The third limitation and most fatal one is missing the step to check the applicability of human personality dimensions to robots that are not androids. We can assume human personality dimensions are applicable to androids since they are created to resemble humans and hence do. For other robots, we cannot be so sure if the items of a dimension describe a robot (e.g., whether an ‘open-minded’ robot vacuum cleaner makes sense to certain users). Consequently, this limitation would apply to nearly all previous testing methods if they were to be applied to personalities engineering unless the robots to engineer were androids, since the results acquired would be in violation of the lexical hypothesis [7,8]. The proposed method is itself a guard against descriptions that do not make sense regarding the type of robot to engineer.

3. Methods: Proposed Test Procedure

The test procedure tests hypotheses in the following format:

Hypothesis (Format).

Given a type of robot R exhibiting typical behaviour B in situation S and a personality dimension P of a personality model M, P is a personality dimension on which fidelity can be effectively optimised.

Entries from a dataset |
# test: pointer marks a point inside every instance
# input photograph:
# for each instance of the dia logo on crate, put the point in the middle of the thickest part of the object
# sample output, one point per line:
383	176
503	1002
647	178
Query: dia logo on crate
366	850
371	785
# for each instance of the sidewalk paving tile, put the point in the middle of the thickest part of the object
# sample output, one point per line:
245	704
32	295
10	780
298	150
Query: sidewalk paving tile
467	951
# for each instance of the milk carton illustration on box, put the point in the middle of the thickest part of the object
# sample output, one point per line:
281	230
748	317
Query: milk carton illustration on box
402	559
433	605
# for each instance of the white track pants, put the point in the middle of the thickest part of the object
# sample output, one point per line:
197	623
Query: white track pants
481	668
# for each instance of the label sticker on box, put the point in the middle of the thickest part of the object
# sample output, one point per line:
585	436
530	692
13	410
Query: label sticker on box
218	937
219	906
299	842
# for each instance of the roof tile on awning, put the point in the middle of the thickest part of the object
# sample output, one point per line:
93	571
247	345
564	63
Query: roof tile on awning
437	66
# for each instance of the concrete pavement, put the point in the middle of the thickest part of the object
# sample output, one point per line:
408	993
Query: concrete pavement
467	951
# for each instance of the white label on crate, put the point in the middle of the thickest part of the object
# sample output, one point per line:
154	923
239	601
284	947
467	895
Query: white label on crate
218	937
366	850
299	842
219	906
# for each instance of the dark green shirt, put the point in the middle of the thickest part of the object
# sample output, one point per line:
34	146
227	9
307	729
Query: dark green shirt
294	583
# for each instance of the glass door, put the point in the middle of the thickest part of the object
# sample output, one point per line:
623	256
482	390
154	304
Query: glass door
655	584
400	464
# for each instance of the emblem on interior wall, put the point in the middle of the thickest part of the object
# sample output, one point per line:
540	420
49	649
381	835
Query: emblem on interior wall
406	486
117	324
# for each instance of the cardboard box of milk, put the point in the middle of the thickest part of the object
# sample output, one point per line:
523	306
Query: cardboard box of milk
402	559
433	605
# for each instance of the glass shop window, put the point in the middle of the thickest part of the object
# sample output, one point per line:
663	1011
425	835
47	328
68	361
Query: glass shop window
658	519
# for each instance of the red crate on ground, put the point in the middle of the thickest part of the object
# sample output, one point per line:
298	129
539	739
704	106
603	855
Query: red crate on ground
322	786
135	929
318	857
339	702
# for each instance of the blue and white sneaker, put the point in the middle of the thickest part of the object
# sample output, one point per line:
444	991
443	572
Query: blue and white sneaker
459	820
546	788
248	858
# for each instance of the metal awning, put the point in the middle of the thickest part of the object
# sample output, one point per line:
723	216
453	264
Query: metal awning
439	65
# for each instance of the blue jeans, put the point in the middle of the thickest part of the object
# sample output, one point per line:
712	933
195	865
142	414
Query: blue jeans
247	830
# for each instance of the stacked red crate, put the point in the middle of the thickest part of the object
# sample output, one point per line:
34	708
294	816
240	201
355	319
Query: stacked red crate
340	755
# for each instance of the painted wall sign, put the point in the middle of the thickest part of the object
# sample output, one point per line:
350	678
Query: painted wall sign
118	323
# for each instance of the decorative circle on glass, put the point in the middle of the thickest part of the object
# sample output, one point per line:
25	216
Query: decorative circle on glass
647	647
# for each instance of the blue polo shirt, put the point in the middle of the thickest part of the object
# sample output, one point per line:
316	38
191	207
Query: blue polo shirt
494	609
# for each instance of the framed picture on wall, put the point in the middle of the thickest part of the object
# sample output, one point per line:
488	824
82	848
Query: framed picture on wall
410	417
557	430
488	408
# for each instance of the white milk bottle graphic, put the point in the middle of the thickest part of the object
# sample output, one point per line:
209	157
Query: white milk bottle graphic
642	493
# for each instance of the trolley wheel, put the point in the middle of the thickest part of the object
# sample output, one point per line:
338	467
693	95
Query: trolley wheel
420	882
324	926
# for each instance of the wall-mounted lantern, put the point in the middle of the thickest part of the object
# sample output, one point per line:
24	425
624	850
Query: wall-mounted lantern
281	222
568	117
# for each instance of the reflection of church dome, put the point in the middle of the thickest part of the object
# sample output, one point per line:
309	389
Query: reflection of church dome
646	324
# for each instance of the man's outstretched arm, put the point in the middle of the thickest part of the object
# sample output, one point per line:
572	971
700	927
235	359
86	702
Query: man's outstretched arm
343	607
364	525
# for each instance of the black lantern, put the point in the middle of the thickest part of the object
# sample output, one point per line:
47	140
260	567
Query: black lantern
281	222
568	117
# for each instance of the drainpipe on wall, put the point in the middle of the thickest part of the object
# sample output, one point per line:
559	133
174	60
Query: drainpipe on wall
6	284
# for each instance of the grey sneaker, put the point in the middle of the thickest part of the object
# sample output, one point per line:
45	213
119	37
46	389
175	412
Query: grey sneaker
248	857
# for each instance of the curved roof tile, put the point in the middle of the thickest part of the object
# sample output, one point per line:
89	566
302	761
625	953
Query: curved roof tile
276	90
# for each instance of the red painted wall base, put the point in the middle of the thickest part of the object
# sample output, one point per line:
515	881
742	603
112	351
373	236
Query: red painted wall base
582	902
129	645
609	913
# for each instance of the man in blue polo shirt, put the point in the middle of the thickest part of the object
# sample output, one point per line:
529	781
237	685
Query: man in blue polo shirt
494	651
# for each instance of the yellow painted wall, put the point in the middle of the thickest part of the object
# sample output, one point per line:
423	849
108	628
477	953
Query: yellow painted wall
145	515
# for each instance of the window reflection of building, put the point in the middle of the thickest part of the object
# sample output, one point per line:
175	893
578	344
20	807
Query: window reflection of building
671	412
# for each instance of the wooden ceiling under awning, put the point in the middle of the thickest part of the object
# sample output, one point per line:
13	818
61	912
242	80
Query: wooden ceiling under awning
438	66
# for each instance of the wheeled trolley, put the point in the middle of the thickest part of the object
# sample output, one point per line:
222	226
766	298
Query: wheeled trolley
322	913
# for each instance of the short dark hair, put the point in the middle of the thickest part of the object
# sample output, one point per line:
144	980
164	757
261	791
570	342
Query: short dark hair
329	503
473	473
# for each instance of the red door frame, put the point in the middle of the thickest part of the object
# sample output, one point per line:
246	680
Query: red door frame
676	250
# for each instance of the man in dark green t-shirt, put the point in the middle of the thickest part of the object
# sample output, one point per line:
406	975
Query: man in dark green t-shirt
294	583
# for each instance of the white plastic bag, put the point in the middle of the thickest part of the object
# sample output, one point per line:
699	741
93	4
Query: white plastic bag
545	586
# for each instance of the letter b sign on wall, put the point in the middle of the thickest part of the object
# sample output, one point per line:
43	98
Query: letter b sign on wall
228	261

---

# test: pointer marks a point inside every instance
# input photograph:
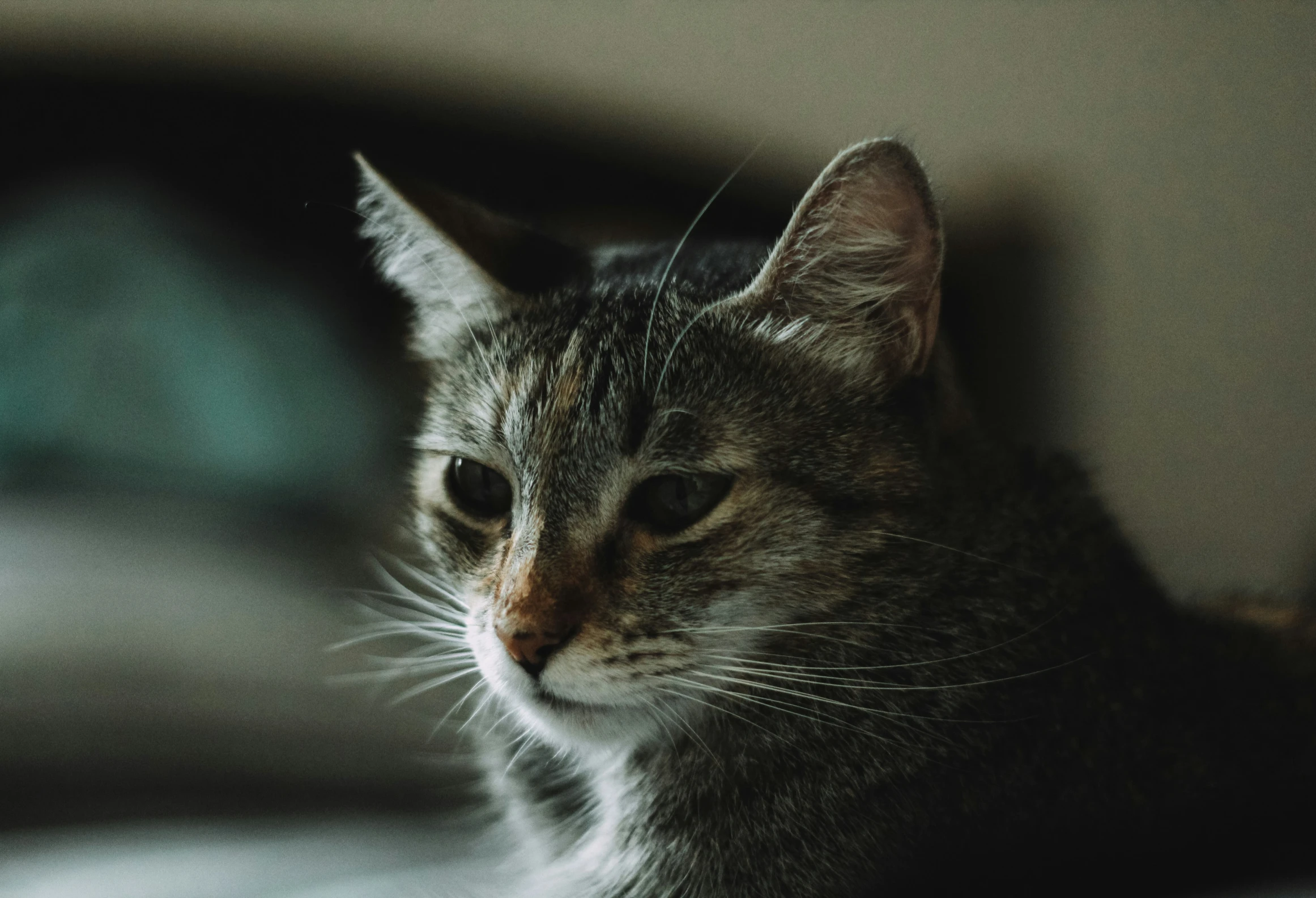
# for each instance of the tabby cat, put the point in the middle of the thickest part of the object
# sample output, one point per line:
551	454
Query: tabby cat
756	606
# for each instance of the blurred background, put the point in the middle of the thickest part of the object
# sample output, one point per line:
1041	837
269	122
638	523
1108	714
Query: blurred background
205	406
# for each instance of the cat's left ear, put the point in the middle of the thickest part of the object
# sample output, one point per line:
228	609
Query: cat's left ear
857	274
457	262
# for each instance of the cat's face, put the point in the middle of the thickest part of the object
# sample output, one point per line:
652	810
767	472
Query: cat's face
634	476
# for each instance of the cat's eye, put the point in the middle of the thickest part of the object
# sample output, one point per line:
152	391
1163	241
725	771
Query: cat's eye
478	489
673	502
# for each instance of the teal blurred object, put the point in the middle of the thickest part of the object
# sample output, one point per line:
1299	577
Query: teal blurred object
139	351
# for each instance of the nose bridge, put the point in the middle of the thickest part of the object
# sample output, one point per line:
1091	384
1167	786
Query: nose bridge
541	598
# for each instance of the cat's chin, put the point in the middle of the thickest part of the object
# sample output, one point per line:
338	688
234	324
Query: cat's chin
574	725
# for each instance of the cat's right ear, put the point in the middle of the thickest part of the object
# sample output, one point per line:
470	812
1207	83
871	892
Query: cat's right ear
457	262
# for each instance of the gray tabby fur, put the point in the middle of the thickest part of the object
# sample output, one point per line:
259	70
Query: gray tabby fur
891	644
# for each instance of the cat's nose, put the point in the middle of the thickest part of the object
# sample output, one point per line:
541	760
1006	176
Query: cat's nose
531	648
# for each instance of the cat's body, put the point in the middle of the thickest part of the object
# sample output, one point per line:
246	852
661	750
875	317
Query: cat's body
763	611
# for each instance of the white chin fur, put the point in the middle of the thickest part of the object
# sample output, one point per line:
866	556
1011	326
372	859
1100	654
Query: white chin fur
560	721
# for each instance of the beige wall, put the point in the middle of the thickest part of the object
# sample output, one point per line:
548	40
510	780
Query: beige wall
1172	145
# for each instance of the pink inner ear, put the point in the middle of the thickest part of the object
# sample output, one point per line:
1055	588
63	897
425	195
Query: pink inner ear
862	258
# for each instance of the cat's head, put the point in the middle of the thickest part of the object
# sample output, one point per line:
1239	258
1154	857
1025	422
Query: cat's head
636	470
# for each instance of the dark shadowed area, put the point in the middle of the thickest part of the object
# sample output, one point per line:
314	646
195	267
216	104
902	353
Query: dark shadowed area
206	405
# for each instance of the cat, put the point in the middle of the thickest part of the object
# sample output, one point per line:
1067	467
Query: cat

GOAL | Write out the entire passage above on testing robot personality dimensions, reproducing every word and line without any change.

COMPLETE OUTPUT |
The third limitation and most fatal one is missing the step to check the applicability of human personality dimensions to robots that are not androids. We can assume human personality dimensions are applicable to androids since they are created to resemble humans and hence do. For other robots, we cannot be so sure if the items of a dimension describe a robot (e.g., whether an ‘open-minded’ robot vacuum cleaner makes sense to certain users). Consequently, this limitation would apply to nearly all previous testing methods if they were to be applied to personalities engineering unless the robots to engineer were androids, since the results acquired would be in violation of the lexical hypothesis [7,8]. The proposed method is itself a guard against descriptions that do not make sense regarding the type of robot to engineer.

3. Methods: Proposed Test Procedure

The test procedure tests hypotheses in the following format:

Hypothesis (Format).

Given a type of robot R exhibiting typical behaviour B in situation S and a personality dimension P of a personality model M, P is a personality dimension on which fidelity can be effectively optimised.